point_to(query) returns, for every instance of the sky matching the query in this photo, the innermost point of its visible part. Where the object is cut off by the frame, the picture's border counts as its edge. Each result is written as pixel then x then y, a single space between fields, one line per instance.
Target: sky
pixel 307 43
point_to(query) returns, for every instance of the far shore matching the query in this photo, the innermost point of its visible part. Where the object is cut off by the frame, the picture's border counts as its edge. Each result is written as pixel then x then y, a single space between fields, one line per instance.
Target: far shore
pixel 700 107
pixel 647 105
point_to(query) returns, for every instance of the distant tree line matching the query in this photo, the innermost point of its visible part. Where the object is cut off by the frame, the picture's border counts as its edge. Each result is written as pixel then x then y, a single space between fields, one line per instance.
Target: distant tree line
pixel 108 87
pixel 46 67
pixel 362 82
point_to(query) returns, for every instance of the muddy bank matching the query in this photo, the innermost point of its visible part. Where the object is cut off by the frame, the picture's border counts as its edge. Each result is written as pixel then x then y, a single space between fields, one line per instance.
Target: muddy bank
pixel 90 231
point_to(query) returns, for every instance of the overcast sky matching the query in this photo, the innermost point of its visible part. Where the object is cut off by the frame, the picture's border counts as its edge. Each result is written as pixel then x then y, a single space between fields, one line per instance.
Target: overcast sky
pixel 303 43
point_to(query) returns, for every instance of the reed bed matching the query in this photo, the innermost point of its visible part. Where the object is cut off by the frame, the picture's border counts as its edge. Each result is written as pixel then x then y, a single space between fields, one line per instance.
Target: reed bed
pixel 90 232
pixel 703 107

####

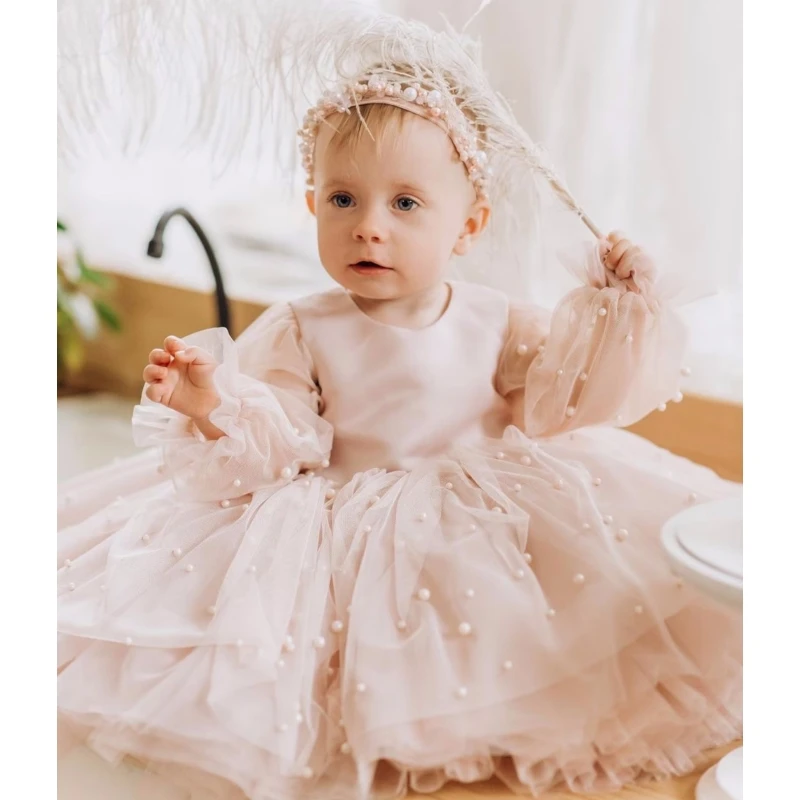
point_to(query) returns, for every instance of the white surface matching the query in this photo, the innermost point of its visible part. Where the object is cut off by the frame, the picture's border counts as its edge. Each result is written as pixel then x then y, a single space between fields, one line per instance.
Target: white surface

####

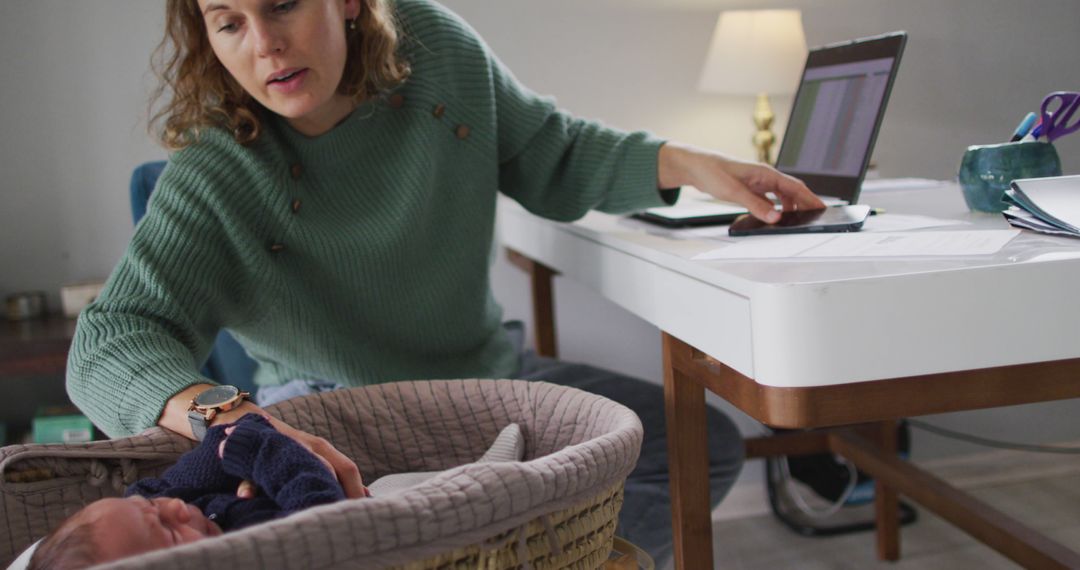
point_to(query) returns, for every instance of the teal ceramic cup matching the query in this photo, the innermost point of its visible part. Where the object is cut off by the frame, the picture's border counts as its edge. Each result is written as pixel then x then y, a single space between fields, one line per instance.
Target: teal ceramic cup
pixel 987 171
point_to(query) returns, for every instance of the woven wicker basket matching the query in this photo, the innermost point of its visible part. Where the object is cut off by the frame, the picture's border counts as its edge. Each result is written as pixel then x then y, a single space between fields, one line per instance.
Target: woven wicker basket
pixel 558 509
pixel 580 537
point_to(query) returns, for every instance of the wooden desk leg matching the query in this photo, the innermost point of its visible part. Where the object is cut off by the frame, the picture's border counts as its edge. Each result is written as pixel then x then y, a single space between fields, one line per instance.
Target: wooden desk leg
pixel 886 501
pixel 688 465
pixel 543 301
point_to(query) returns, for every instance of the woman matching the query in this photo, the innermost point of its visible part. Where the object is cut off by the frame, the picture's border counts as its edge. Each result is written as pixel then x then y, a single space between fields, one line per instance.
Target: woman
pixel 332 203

####

## What is expected
Print the lines above verbatim, starting at the line that contains "point_to(query) returns, for every instance of the woman" and ending at the line that contains "pixel 332 203", both included.

## Response to this task
point_to(query) returns, for every instance of the woman matching the query in this photo, the innermost point of its visible part. Where the object is cut off by the frame, the picture's border counts as its edge. Each result is written as pixel then x then y, a single space between fields, one line per instance.
Target: woman
pixel 332 203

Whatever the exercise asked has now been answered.